■ **Brief**:
Rescale the material below by copying out every line, requests included. Multiply each point coordinate in the answers by 1.55 and round it to a whole number, rounding halves up.

Entries from a set of point annotations
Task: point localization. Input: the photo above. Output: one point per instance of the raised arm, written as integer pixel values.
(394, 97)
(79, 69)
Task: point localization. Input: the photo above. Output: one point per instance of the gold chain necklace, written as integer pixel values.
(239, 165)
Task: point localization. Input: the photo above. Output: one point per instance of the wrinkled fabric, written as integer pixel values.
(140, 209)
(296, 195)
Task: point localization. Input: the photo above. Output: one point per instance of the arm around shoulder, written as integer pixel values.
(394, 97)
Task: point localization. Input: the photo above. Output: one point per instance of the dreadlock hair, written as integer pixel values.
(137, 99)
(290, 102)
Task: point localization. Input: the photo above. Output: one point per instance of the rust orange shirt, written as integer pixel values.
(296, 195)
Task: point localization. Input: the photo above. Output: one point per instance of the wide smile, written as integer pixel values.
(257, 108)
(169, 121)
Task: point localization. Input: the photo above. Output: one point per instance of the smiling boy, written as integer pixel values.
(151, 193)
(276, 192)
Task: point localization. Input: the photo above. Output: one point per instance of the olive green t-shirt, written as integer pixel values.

■ **Exercise answer**:
Task: point localization. Input: the photo above. Output: one point per instance of the raised arm, written as integer pixel values.
(611, 150)
(122, 107)
Task: point localization. Input: the photo above. Output: one point per instance of the gold chain necklace, written as integer pixel values.
(370, 256)
Task: point localization. Input: the photo above. Output: one point per instance of the wrinkled fabric, written as integer pixel values.
(217, 324)
(459, 302)
Task: point localization. Input: the photo above. Output: one point per instance of the arm around shoulder, written as integer pixel values.
(611, 150)
Task: point localization. Input: the photo above. Output: one point per instance of the dreadlock hair, written as integer pixel values.
(212, 153)
(450, 158)
Task: point localization. Input: the photo above. Output: one point per instance of the rust orange shirt, written as integer pixel values.
(459, 302)
Task: point localization. Input: the photo above. Output: one point per instance of the wide smile, written as integer pixel values.
(398, 167)
(262, 188)
Task: point localization. Input: the photo above. Output: one point per instance of the smiling boy, written as integer pixel values.
(234, 299)
(428, 298)
Task: point localization. Input: the photo above. Output: one point per instance of the olive green t-shirt, written as integer pixel values.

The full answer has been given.